◆ AIM OF THE TASK
Every line of the listing must be repeated in the answer without alteration.

◆ DATA TO PROCESS
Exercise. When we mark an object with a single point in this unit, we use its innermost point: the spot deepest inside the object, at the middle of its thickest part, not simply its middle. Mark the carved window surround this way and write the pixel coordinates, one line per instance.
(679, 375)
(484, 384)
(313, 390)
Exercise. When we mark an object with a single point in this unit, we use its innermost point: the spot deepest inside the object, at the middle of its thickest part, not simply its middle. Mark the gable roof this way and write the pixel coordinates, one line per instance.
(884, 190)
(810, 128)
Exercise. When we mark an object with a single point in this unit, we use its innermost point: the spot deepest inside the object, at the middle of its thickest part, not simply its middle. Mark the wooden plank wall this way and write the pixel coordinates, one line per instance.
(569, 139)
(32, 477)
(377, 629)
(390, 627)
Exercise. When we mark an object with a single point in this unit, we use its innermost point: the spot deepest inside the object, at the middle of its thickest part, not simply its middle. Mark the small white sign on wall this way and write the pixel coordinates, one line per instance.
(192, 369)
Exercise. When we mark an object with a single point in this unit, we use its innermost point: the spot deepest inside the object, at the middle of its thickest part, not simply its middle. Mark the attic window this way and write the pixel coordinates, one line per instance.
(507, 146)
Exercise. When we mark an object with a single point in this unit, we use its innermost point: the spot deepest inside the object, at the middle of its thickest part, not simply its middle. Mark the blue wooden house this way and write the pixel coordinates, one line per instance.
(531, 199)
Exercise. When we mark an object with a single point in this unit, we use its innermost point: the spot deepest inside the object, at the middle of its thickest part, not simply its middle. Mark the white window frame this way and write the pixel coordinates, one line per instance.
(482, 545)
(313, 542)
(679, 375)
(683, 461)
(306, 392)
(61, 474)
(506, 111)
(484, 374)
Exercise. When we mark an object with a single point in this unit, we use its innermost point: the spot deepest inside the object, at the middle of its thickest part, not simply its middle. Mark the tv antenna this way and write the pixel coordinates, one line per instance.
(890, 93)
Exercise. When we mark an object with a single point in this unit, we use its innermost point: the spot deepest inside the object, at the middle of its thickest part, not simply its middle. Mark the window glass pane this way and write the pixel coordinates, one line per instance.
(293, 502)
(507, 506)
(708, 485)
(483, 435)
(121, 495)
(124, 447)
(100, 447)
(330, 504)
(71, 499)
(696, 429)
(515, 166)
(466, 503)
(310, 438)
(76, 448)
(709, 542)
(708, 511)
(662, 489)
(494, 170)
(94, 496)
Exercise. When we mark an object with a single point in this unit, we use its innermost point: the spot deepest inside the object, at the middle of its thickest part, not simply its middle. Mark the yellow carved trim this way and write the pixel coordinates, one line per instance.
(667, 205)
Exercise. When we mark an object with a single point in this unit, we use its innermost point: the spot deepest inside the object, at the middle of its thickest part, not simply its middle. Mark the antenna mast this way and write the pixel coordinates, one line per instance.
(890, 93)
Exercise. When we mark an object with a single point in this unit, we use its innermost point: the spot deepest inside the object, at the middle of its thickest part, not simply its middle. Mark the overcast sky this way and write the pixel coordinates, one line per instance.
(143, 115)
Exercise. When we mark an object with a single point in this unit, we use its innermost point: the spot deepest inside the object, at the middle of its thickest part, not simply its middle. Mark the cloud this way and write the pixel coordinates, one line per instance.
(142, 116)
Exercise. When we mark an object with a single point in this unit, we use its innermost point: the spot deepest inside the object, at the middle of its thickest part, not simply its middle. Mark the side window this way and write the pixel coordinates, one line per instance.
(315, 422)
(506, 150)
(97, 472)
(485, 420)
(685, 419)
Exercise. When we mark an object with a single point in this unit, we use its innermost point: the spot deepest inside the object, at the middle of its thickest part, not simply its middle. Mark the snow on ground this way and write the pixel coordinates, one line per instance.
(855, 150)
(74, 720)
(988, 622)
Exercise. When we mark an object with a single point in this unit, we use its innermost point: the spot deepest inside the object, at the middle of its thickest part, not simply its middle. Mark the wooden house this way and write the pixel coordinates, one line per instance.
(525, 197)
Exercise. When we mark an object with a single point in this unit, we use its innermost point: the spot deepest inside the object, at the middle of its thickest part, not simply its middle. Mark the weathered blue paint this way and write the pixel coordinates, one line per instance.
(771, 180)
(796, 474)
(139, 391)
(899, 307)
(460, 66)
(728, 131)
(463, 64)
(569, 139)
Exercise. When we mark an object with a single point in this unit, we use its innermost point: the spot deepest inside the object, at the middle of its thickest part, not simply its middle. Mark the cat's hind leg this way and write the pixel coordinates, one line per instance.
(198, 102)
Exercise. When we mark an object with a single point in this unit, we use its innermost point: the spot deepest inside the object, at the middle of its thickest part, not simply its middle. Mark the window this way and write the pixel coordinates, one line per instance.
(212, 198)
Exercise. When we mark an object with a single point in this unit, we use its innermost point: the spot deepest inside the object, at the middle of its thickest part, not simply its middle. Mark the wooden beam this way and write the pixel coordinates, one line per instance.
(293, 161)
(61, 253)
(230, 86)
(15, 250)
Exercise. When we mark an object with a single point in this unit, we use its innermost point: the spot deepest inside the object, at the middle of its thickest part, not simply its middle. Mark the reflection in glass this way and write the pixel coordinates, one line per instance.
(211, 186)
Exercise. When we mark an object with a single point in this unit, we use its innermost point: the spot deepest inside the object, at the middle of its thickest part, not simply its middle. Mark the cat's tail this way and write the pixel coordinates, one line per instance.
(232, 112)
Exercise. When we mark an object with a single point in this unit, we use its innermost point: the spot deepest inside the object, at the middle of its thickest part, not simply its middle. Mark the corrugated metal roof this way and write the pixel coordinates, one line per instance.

◆ EXPECTED ANSWER
Exercise. When we mark an object with a single point in this unit, we use its innermost point: the spot deepest inside the object, at the middle of its thickest part, not simply its middle. Mark the carved window surround this way and write the pixel coordinates, one line per instance.
(679, 375)
(484, 384)
(313, 390)
Exercise. When we mark an object with a single point in this unit, we use its innermost point: the spot deepest inside the object, at the middle of its thickest part, not simply its middle. Mark the gable roof this way and write the pixel coordinates, one line per instance.
(884, 190)
(810, 128)
Exercise. When we mark an object with a single point in this unit, we use its innermost point: the spot deepest inside the object, at the middle of its thickest part, not simply its middle. Mark the wooden plank wall this way and write the pixel coordinates, one line per instance.
(569, 139)
(32, 477)
(377, 629)
(390, 627)
Exercise. When we mark an object with a single point in this unit, we use its innermost point: the spot deepest inside the object, at the middle of its thickest part, not simply its middle. Mark the small white sign on wall this way and write the pixel coordinates, one line per instance.
(192, 369)
Exercise. When we mark an object with a single point in this unit, we use its innermost point: the spot deepest inside the object, at the middle of its thickest part, not simply its middle. Mark the attic window this way and write the pixel coordinates, one line per instance.
(507, 146)
Exercise. When we mark an object with a single point in this unit, we use its innermost point: the spot deepest inside the object, at the middle of its thickest part, not simply its middle. Mark the blue wooden house this way and write the pixel coordinates, one line per instance.
(531, 199)
Exercise. When we mark an object with a single point in this unit, we use its innermost point: the spot deepest inside the object, at the middle of its thickest part, not simply its middle. Mark the white window frame this way and write the pixel coordinates, one line per instance.
(482, 545)
(313, 542)
(679, 375)
(683, 461)
(306, 392)
(61, 474)
(506, 111)
(484, 374)
Exercise. When we mark an object with a single point in this unit, we use its innermost point: the spot deepest inside the object, at the middle of its thickest part, not simply its middle. Mark the tv antenna this way and write the pixel coordinates, one line per instance.
(890, 93)
Exercise. When we mark an object with a single point in this unit, we use its innermost point: the spot deepest inside the object, at the middle of its thickest part, not simply its middle. Mark the window glass pane this way and write the pixel coordinates, one line per instance.
(293, 502)
(507, 506)
(708, 485)
(483, 435)
(121, 495)
(124, 447)
(100, 447)
(330, 504)
(71, 499)
(696, 429)
(515, 166)
(466, 503)
(310, 438)
(76, 448)
(709, 542)
(708, 511)
(662, 489)
(494, 170)
(94, 496)
Exercise. When we mark an object with a single point in this unit, we use its innermost point: the spot deepest inside the object, at the middle of its thickest part, not simply its middle. Mark the yellow carved trim this way and write the pixel coordinates, one line per instance.
(667, 205)
Exercise. When we mark an object with a single point in this unit, we use its innermost point: the spot deepest inside the object, at the middle of its thickest part, not simply its middle. Mark the antenna mast this way and write the pixel coordinates, one line per instance.
(890, 93)
Exercise. When we mark an object with a single point in this unit, we use its innermost point: the spot deepest inside the object, at the middle of its thickest part, not simply its middle. Mark the overcast sky this way and write the pixel coordinates, one line per instance.
(143, 115)
Exercise. When we mark an object with a single point in this unit, we use its innermost point: the spot deepest inside the object, at the middle of its thickest part, not simply its middle. Mark the cloud this way and write the pixel coordinates, one line per instance.
(142, 116)
Exercise. When we mark an object with a single point in this unit, we use its innermost point: the spot deepest inside the object, at the middle of its thickest part, not simply its middle. Mark the side window this way and write the pixel coordinates, one line per instance.
(315, 422)
(506, 150)
(97, 472)
(485, 420)
(685, 419)
Exercise. When we mark an object with a single point in this unit, we use its innermost point: the spot deepest inside the object, at the middle of its thickest part, not simply its middle. Mark the snow on ground this way and write the pixel coordinates, one line per instance.
(855, 150)
(74, 720)
(988, 622)
Exercise. When we mark an object with a single point in this unit, we use its innermost point: the spot deepest inside the object, at the middle of its thickest part, not simply its middle. Mark the wooden house this way and write the pixel coordinates, one line per instance.
(525, 197)
Exercise. When we mark an object with a single point in this unit, we use its innermost point: the spot deepest inside the object, at the middle of its thickest part, not simply its middle. Mark the weathered blue paint this way and write the pixel coordinates, one line per instance.
(771, 180)
(796, 474)
(139, 391)
(899, 307)
(460, 66)
(728, 131)
(463, 64)
(569, 139)
Exercise. When we mark an object with a single point in this unit, we use its innermost point: the spot deepest inside the object, at the middle of its thickest part, not simply its middle. Mark the cat's hind leg this way and write the pixel coordinates, one line per instance.
(198, 102)
Exercise. When we mark an object with a single point in this unit, we use its innermost point: the spot deepest inside the object, at the middle of its thickest part, not simply its middle. Mark the window this way and write the pixel coordinates, one line per instance.
(212, 198)
Exercise. When we mark an object with a single point in this unit, we use its innermost point: the spot deepest inside the object, at the middle of its thickest part, not simply its middle. Mark the wooden beam this way and write the pixel coordinates, one line per instance.
(293, 161)
(61, 253)
(230, 86)
(15, 250)
Exercise. When we mark an object with a single point in this unit, we use its innermost point: the spot deepest inside the object, at the middle of its thickest part, not simply its middle. Mark the reflection in glass this way and write the pixel coordinates, one line per instance.
(211, 186)
Exercise. When we mark an object with a single point in this unit, we use its innermost point: the spot deepest inside the object, at the middle of its thickest part, not simply its middle. Mark the cat's tail this way and write the pixel coordinates, one line per instance.
(232, 112)
Exercise. When we mark an object with a single point in this unit, we use its innermost point: the spot deepest inside the object, at the middle of its thickest part, not simply its middle. Mark the corrugated metal roof this way and write the pixel coordinates, one line per instance.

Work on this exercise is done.